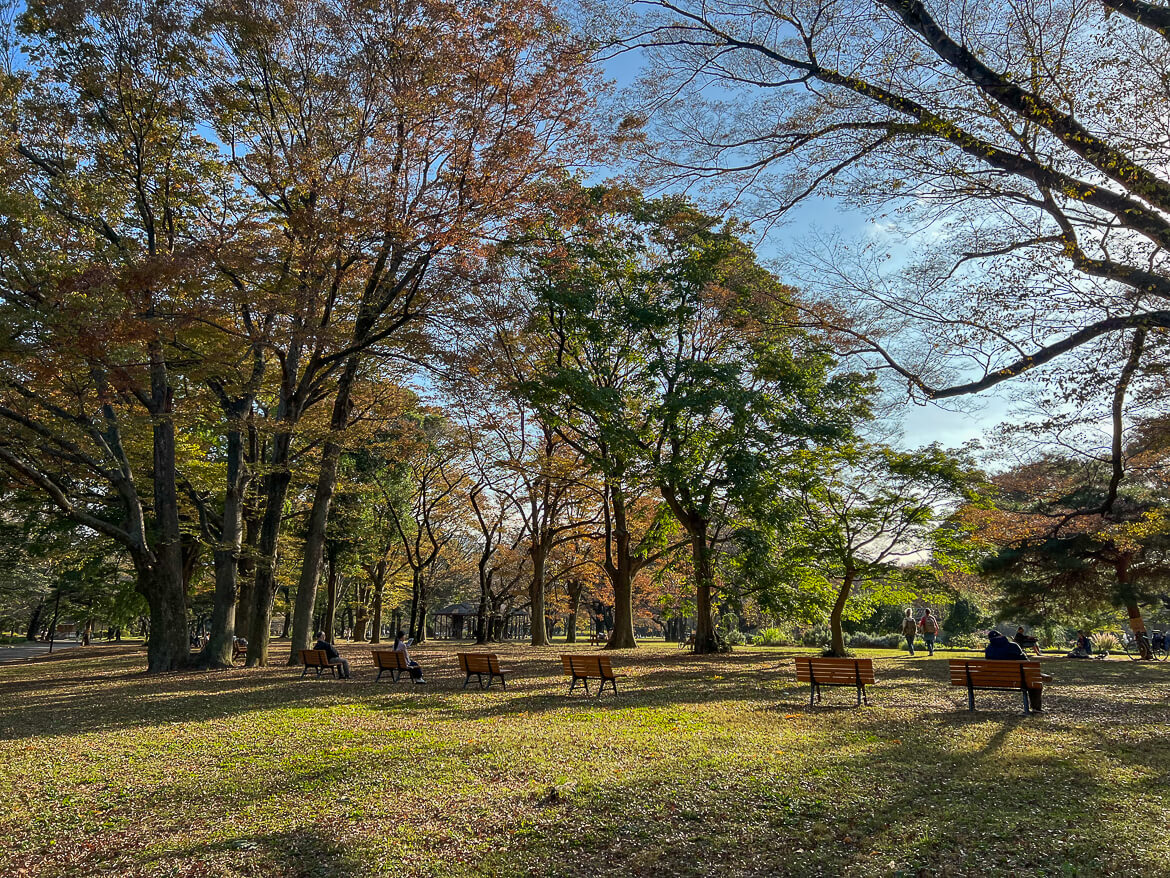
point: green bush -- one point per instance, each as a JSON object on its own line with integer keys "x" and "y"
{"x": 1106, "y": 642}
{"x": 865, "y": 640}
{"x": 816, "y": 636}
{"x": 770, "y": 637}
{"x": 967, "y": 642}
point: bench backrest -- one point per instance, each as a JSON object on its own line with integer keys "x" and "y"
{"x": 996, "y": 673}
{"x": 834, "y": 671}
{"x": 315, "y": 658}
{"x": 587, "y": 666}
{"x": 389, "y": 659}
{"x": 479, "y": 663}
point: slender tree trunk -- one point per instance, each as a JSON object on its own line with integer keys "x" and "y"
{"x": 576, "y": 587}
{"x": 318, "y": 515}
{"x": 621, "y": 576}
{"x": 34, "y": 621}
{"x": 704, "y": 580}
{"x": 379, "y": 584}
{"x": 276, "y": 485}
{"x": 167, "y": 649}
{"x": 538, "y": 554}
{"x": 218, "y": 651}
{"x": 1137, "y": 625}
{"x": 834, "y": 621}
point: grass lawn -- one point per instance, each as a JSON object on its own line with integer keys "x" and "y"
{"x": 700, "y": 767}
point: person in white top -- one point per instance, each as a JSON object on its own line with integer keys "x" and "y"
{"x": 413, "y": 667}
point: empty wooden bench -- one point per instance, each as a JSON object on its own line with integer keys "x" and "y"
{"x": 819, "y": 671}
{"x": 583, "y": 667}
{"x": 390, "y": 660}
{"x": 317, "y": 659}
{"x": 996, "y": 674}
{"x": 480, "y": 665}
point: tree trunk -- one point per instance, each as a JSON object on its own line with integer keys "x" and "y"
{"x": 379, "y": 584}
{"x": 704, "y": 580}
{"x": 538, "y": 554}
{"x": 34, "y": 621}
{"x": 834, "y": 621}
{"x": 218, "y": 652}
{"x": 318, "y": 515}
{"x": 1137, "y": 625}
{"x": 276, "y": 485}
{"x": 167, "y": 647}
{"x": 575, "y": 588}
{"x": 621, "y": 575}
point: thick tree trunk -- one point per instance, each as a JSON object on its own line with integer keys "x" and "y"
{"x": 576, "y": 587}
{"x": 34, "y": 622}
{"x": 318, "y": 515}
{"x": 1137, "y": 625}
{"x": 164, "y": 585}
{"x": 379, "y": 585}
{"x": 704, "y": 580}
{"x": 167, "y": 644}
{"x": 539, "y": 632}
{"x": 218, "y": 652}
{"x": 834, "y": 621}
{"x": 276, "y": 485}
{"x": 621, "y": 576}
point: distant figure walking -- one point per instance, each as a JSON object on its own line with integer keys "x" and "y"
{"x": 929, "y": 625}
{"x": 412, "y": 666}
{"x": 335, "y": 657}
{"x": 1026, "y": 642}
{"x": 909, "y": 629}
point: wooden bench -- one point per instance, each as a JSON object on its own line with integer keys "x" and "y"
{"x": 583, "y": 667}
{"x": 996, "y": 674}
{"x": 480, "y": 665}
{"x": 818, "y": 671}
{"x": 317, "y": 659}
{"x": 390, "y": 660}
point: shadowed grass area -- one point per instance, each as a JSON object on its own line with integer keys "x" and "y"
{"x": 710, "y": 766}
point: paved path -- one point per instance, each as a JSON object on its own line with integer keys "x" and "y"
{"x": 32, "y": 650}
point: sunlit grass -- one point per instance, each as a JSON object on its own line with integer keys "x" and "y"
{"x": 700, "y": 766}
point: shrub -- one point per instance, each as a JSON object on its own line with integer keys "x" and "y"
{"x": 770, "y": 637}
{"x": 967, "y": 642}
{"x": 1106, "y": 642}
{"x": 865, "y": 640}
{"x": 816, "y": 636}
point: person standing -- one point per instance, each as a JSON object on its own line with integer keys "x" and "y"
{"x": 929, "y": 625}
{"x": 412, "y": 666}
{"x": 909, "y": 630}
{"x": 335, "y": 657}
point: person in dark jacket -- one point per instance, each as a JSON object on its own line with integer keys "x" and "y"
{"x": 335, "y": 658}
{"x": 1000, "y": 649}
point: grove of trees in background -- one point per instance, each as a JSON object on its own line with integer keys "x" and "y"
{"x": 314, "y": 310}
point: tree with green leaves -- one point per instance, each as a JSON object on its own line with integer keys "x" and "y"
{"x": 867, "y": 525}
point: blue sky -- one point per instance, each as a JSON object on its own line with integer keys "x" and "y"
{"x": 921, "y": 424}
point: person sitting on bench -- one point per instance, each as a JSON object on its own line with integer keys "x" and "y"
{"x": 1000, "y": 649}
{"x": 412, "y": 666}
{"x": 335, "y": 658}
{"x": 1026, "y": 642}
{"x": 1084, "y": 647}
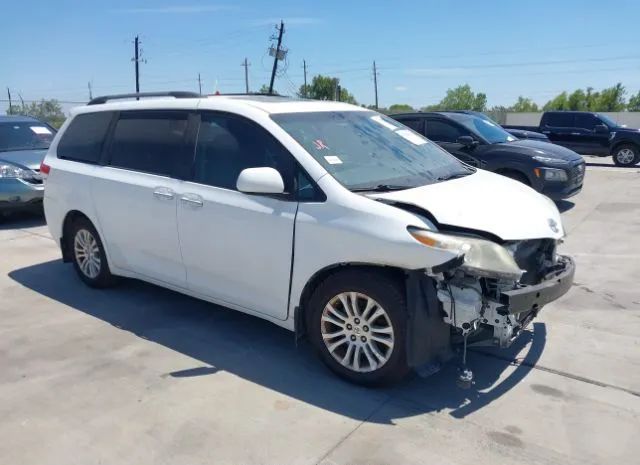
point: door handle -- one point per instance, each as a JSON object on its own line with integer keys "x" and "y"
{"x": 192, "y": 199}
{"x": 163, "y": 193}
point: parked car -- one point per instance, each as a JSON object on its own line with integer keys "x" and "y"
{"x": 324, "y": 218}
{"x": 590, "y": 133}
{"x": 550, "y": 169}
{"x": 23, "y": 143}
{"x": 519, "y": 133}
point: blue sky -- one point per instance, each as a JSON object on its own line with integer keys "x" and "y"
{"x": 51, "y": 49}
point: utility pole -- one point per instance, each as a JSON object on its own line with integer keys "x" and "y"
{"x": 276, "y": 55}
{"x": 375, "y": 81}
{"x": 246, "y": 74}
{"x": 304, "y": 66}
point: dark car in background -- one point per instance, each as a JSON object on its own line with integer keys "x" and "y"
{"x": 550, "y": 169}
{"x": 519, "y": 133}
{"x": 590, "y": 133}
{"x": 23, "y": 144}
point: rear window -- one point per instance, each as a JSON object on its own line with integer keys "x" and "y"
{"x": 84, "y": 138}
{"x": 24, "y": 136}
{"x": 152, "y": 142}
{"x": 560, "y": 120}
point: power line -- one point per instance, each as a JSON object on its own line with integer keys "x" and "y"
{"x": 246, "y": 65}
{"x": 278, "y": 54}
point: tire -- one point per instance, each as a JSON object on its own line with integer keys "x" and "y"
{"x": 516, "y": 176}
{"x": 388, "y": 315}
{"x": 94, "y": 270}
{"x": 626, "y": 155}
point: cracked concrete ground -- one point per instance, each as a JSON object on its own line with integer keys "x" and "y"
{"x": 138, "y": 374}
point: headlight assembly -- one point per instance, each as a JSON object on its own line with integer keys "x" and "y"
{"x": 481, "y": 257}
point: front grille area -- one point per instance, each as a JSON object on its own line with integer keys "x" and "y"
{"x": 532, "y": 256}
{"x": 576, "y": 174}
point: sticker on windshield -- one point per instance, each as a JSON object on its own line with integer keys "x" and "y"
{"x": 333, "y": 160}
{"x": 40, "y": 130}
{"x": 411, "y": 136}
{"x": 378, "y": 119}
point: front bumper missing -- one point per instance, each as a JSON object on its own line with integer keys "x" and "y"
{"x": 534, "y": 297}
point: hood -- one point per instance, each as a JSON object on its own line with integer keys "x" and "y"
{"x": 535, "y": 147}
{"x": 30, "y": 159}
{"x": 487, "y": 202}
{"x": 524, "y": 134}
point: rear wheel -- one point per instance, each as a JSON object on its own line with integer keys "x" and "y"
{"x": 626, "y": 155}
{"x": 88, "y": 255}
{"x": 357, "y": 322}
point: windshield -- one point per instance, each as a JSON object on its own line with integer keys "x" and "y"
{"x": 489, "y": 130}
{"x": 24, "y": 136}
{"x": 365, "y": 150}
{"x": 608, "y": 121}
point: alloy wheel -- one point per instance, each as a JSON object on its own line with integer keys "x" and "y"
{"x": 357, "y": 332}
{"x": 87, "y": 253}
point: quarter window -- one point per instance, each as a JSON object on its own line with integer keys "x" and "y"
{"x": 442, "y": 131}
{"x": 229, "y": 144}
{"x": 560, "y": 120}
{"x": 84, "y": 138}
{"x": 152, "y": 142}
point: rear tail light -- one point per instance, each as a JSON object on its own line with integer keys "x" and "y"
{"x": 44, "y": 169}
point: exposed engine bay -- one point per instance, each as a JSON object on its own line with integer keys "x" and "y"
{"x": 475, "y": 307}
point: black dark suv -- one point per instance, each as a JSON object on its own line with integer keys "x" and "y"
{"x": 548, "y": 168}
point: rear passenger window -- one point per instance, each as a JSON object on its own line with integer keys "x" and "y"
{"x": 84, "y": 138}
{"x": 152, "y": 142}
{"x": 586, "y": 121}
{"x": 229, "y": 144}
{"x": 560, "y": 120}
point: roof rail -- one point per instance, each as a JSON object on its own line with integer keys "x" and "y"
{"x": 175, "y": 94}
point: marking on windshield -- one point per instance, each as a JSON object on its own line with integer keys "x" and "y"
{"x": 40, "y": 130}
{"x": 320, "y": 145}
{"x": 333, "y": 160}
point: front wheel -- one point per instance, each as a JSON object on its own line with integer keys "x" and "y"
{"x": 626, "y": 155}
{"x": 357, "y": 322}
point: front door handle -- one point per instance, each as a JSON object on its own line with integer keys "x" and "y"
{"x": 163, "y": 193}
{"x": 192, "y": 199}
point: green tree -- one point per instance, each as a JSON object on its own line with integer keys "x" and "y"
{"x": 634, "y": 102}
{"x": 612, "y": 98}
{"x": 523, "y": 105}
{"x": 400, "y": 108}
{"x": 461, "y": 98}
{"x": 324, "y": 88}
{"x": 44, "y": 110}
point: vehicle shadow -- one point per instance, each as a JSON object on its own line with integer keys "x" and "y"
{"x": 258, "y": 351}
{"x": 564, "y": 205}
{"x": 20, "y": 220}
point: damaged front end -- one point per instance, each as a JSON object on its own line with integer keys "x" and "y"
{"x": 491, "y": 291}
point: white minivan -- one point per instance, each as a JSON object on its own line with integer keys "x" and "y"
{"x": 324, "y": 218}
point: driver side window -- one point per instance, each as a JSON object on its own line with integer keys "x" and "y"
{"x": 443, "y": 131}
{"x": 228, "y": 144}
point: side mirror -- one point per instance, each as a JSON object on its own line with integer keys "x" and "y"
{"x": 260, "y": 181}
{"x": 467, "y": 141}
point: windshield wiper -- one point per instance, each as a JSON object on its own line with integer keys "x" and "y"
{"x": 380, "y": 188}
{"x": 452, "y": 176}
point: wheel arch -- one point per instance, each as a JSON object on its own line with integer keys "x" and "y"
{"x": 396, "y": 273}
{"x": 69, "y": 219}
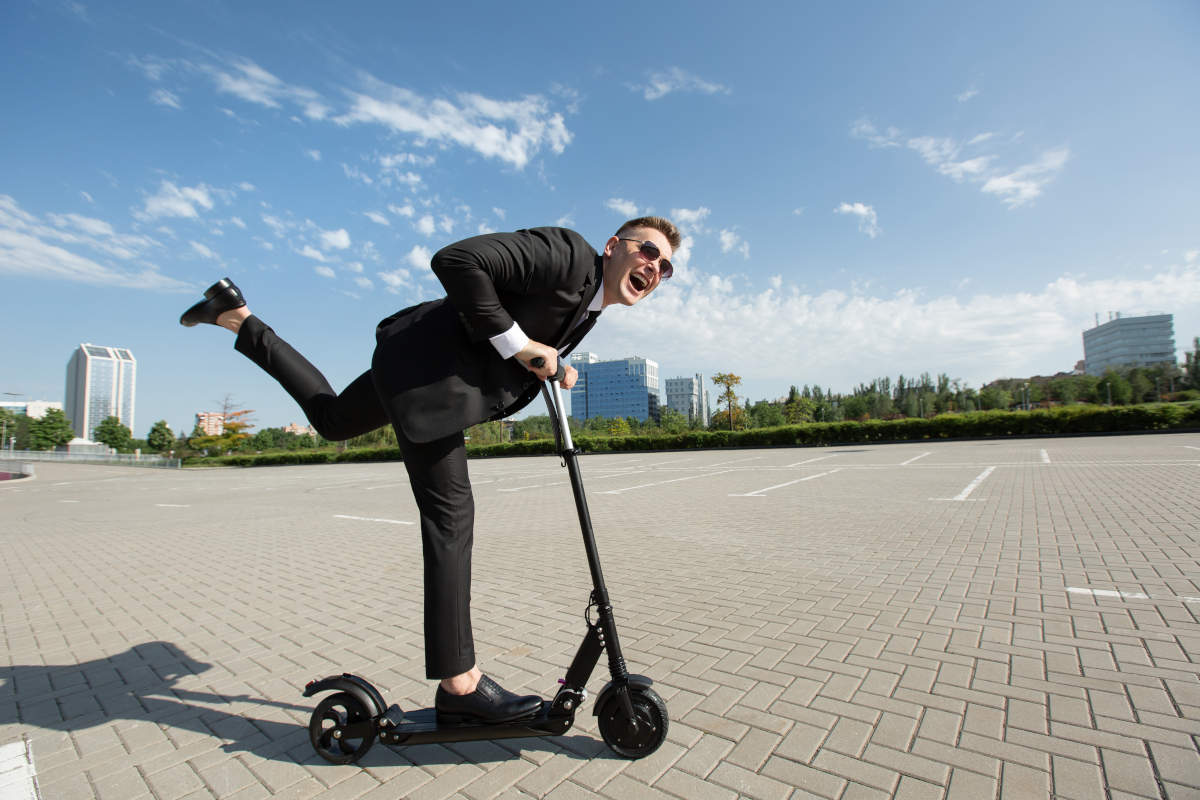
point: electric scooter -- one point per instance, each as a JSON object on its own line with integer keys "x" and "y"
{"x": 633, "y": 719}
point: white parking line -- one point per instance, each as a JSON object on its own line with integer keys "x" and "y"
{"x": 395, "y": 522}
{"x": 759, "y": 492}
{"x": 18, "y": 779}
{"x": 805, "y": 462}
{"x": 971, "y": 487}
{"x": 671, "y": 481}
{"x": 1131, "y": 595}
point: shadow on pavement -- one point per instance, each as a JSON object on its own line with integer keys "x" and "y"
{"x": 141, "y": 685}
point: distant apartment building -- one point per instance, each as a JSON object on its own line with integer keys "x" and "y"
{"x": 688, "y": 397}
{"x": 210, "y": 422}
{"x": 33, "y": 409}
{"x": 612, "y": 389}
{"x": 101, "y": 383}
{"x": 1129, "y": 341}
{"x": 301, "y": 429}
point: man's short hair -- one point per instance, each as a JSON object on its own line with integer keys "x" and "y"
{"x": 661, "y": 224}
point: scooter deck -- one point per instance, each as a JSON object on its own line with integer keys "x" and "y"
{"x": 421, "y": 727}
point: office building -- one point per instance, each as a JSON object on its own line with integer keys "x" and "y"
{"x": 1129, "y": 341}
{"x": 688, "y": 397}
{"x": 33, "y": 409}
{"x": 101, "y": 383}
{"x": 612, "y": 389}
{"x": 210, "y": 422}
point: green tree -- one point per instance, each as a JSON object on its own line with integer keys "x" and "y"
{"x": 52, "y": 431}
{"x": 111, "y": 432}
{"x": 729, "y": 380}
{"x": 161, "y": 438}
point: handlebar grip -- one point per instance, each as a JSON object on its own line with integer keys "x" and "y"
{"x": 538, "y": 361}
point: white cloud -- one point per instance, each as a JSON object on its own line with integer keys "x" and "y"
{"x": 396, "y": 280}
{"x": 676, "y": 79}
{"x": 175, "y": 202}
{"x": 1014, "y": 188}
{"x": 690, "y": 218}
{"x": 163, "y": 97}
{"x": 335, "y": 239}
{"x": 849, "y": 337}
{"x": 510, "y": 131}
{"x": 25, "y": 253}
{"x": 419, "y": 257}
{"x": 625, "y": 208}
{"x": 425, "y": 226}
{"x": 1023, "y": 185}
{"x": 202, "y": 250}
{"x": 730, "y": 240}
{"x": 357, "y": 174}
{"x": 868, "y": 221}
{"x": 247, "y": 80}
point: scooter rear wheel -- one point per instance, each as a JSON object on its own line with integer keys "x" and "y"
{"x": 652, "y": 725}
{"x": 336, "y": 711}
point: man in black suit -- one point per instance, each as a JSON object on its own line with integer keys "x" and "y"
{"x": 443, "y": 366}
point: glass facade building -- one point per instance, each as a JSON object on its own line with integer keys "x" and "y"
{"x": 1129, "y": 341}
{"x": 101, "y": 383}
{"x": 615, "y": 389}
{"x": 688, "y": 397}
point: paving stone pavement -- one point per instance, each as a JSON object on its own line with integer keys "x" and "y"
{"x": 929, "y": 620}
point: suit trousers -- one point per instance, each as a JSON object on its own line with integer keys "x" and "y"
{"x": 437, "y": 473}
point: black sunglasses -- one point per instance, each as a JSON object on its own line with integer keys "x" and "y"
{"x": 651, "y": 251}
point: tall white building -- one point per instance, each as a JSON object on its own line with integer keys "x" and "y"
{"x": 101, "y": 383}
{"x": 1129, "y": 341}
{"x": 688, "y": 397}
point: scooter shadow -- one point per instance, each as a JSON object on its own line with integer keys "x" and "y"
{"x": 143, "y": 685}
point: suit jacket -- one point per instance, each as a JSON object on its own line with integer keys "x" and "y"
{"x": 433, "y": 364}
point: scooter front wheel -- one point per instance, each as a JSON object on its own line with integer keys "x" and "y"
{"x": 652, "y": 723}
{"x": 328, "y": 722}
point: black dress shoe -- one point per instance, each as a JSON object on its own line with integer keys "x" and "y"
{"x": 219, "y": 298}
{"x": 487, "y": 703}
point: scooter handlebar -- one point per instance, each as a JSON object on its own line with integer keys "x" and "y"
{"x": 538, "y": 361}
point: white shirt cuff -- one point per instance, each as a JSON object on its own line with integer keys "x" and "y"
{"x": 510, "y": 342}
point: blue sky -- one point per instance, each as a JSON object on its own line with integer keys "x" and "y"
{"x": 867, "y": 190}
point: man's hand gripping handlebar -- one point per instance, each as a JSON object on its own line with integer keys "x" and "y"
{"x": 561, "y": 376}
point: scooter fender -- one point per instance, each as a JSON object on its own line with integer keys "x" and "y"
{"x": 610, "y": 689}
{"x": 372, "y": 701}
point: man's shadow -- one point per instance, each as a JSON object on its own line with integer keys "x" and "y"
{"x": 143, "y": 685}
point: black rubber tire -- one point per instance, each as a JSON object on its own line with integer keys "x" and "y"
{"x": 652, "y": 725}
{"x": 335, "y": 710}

What needs to be done: Set down exactly the lines of the listing above, from the line holding "point: suit jacket" through its last line, with nothing added.

Output for this task:
point: suit jacket -- one point per instance, each as a JSON object on its own line with integer keys "x" and "y"
{"x": 433, "y": 364}
point: scooter front wheel -- one point per instance, each as a JSON object on its own line with integer keys "x" and "y"
{"x": 652, "y": 723}
{"x": 328, "y": 722}
point: black dress shoe -- one point per instance, each as a JSON object on its own line with integer keys "x" and "y"
{"x": 219, "y": 298}
{"x": 487, "y": 703}
point: scooter handlebar -- one point per instance, each as a JSON object on its own line with integer keys "x" and "y"
{"x": 538, "y": 361}
point: white shirt cuff -- one point per instance, each as a JSON object on its own line with integer keys "x" and "y"
{"x": 510, "y": 342}
point: blue sky -- one point per instance, each as a JSON object on its own line with integer keys "x" and "y"
{"x": 867, "y": 190}
point: man's hand gripping handlebar -- one point per instance, each as a JSON object on its own line with integer keys "x" and "y"
{"x": 561, "y": 376}
point: scooter fender -- one point per instance, each as a JSON object on its own line with integer keys "x" and "y"
{"x": 610, "y": 689}
{"x": 372, "y": 701}
point: man's shadow -- one point per instance, each as a JSON object on its own line with integer keys "x" and "y"
{"x": 143, "y": 685}
point: black rubber tire -- one point per instance, each as a JSON object on its own line with integer keys "x" and "y"
{"x": 652, "y": 725}
{"x": 335, "y": 710}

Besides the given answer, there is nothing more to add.